[Exercise directions] Filter the material below, copying every line that contains the string "bark". Treat matching as case-sensitive.
Start of Supplied information
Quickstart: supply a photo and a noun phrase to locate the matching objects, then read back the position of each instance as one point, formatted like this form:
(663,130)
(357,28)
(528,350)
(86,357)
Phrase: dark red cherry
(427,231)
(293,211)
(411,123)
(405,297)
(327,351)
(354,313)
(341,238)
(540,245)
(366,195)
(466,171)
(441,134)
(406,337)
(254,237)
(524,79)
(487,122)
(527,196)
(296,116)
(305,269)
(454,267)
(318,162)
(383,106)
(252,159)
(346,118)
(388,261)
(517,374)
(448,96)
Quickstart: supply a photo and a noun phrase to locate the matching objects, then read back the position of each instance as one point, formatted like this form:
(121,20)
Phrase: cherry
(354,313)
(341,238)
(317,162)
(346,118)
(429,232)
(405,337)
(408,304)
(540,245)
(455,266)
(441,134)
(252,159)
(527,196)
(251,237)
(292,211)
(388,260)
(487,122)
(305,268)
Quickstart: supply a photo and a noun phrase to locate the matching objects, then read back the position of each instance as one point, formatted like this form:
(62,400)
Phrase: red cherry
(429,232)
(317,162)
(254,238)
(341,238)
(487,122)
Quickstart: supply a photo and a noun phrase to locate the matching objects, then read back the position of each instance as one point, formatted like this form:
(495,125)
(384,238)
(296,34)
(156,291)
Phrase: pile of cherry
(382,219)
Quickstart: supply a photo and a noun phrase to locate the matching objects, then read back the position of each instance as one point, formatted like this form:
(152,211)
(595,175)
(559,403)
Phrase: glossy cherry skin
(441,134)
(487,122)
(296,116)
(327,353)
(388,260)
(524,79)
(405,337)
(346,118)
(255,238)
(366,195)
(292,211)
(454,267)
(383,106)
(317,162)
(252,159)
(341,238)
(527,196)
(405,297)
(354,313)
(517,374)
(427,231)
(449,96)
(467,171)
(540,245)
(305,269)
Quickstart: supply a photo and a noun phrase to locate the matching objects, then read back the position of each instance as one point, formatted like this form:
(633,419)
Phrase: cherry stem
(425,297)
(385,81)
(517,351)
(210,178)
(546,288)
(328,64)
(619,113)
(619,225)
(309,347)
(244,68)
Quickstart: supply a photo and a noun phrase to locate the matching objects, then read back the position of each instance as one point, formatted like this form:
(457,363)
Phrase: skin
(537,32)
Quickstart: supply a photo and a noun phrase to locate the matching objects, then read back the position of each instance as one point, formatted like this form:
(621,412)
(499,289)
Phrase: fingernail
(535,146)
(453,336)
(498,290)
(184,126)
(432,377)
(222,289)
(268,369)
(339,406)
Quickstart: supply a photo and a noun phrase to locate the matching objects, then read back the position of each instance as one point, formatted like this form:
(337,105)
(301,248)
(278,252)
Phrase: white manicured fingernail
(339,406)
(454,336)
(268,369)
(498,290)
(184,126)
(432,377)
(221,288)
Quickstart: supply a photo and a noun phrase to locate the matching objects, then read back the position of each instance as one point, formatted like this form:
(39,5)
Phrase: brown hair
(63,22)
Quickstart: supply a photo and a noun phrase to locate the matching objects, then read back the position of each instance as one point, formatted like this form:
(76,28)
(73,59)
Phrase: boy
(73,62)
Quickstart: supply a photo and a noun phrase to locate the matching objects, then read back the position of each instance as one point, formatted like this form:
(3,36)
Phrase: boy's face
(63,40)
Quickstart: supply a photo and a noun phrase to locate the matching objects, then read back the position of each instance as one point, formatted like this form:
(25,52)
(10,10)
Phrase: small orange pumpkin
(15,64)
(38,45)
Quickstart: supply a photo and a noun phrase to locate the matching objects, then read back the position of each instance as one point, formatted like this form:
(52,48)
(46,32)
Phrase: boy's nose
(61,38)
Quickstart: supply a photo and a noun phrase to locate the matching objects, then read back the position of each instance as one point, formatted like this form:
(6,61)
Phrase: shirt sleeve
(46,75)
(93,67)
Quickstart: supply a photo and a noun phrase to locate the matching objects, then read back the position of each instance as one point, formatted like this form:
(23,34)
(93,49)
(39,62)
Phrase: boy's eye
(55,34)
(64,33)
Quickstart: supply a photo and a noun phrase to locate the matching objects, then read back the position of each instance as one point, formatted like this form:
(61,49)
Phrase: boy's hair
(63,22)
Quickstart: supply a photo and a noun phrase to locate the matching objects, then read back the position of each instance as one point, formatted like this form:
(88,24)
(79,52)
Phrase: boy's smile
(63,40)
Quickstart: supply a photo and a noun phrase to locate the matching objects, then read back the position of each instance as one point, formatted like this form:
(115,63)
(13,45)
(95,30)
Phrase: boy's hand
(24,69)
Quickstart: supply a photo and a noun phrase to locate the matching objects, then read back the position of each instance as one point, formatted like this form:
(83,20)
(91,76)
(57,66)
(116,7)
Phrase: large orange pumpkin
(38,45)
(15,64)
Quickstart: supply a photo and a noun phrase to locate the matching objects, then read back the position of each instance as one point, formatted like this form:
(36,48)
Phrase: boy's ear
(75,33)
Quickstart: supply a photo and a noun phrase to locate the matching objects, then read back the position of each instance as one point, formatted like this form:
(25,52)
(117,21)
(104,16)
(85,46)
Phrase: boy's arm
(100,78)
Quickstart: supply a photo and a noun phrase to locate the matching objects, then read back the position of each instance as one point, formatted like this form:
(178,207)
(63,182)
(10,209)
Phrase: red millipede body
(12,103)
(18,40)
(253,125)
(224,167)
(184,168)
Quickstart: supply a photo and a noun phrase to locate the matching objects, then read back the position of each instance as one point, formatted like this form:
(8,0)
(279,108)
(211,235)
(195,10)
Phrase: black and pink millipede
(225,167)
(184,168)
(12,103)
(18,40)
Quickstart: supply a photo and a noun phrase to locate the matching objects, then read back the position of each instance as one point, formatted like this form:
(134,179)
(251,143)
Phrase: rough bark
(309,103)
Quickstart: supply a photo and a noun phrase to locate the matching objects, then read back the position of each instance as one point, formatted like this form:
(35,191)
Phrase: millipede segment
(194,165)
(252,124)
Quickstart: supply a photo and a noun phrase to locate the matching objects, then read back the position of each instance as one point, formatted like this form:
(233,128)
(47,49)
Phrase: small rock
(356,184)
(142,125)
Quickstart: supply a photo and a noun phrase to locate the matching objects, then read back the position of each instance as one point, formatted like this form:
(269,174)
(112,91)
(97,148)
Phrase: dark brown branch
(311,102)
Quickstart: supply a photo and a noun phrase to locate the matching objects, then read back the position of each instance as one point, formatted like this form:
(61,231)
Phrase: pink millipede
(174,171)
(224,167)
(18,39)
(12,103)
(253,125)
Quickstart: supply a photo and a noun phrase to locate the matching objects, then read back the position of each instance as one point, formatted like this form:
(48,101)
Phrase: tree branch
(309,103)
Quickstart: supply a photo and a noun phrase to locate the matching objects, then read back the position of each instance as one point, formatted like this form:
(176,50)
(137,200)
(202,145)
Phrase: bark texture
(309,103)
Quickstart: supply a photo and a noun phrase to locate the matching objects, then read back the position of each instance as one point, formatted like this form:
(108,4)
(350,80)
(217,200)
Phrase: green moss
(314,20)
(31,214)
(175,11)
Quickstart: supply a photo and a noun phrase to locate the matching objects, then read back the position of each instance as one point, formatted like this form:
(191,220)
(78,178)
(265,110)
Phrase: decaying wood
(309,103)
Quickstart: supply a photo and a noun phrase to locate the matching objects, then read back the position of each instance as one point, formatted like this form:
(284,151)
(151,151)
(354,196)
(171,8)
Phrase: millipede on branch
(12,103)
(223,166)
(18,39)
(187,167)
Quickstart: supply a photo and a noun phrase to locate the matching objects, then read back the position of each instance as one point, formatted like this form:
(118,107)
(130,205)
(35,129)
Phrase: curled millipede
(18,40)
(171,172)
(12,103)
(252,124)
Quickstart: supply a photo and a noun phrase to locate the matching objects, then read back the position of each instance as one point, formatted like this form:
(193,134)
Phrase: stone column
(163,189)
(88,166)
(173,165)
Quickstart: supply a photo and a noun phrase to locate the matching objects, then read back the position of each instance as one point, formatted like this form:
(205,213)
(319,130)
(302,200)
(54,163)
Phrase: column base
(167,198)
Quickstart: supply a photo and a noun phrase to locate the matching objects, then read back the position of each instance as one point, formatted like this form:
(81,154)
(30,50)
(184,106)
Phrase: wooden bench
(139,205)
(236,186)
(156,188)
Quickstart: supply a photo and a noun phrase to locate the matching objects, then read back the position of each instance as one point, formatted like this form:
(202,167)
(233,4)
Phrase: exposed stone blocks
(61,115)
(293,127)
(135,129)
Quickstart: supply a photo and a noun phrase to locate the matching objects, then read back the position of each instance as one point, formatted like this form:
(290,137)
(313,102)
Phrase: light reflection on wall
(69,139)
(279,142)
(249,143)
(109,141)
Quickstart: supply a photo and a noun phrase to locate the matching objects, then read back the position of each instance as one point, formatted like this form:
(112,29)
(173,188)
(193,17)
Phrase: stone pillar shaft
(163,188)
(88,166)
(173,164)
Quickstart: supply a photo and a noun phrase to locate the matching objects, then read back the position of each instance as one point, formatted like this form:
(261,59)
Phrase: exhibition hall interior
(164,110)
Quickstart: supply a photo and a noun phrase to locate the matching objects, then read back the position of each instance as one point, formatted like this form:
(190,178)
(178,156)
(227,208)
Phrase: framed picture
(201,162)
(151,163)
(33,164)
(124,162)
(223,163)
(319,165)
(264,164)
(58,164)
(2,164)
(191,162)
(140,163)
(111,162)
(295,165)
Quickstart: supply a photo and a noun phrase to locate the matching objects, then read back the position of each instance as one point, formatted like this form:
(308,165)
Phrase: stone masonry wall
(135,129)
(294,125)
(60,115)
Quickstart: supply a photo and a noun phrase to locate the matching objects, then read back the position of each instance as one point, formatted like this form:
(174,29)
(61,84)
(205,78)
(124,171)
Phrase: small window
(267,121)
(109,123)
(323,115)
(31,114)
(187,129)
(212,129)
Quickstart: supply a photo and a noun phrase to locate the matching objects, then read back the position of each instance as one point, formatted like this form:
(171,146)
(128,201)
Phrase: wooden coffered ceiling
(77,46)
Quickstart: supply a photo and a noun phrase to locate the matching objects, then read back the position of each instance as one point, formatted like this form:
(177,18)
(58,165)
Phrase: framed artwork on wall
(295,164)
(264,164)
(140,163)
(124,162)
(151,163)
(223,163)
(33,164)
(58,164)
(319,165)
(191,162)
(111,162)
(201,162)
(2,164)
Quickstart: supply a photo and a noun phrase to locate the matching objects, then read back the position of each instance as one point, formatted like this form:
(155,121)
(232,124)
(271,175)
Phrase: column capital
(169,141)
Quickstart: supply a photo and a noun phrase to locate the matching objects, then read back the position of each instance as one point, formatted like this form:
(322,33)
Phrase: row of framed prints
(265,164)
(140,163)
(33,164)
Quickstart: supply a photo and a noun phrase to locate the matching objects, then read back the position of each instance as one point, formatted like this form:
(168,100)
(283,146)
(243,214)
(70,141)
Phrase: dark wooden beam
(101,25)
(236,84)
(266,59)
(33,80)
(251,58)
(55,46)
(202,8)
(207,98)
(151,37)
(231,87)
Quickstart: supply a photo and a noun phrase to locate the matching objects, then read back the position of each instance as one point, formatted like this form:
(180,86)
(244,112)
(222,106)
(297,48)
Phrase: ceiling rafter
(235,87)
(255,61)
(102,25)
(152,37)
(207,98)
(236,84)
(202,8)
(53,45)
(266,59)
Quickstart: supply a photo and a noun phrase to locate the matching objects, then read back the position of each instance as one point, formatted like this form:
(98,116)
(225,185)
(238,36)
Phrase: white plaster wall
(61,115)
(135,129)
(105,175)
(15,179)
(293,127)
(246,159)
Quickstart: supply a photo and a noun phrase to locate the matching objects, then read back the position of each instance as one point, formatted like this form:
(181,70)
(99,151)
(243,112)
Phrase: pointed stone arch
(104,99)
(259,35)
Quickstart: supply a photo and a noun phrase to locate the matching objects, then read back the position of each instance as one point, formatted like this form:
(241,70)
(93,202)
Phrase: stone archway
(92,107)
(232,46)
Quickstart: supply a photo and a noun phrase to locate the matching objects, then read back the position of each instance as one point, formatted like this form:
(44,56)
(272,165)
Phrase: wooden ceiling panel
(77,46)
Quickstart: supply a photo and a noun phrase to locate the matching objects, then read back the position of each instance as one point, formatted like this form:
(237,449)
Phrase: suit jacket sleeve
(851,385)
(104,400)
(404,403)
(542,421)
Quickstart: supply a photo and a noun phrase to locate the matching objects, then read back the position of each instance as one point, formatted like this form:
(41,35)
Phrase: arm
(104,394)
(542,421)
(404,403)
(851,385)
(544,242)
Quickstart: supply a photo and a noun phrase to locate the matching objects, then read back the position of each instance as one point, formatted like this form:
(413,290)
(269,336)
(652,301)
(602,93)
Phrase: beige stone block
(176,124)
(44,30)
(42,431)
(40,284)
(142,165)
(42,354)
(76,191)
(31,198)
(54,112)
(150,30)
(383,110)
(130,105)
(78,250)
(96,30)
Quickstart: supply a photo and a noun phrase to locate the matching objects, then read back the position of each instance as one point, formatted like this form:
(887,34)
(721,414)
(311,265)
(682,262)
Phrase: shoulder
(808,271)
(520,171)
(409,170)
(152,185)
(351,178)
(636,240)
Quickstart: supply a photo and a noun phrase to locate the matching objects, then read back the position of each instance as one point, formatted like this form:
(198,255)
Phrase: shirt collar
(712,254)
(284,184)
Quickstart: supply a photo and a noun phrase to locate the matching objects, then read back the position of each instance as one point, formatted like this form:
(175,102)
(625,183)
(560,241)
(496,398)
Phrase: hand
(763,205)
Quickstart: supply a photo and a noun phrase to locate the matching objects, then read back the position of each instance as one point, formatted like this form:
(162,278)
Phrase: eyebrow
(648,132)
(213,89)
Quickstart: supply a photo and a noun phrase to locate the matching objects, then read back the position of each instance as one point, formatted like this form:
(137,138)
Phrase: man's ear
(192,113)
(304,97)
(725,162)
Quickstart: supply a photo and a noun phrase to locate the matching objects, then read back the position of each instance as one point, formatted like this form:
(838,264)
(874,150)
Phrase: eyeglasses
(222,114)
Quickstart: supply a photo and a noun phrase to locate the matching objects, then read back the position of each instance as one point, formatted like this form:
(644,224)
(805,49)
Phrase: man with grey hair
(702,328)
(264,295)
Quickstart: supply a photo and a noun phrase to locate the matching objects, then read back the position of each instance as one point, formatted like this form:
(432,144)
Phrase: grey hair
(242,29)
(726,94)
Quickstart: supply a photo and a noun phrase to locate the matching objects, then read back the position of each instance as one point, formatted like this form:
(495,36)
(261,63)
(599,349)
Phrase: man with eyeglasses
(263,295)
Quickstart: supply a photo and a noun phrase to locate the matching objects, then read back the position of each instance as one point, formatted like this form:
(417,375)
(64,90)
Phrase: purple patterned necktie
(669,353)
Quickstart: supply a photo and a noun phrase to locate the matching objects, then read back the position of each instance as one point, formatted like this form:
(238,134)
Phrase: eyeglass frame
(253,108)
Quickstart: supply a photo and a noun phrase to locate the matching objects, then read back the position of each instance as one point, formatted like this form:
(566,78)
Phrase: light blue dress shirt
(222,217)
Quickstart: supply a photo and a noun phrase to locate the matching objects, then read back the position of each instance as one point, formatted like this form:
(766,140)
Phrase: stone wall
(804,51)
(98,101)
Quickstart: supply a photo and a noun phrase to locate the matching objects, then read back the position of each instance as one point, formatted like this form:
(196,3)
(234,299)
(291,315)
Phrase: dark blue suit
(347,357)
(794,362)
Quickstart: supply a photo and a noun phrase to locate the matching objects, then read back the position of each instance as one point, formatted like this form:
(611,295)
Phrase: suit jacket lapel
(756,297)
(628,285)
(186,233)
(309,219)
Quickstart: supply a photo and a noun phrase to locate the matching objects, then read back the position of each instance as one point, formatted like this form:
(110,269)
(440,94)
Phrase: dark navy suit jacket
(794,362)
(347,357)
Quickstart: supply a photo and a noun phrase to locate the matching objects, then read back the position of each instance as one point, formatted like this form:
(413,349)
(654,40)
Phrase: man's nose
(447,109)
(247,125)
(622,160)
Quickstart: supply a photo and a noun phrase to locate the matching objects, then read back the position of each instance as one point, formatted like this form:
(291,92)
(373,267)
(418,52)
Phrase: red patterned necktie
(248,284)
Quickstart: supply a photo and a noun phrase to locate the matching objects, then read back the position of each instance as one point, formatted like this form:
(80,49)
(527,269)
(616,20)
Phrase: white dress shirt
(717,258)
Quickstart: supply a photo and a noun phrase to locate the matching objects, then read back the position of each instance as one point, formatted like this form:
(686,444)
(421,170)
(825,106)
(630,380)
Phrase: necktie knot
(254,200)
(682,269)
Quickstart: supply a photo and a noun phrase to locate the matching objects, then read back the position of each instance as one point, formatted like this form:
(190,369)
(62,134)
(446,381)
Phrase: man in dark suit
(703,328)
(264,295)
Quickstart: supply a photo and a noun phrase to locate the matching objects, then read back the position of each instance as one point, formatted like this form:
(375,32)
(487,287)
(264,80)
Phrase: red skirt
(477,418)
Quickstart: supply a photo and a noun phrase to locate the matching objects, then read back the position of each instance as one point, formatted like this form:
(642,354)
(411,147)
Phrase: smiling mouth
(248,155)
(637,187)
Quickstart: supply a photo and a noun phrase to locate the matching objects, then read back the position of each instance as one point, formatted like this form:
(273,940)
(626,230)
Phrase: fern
End of Supplied information
[Solution for this task]
Phrase: rough bark
Phrase: bark texture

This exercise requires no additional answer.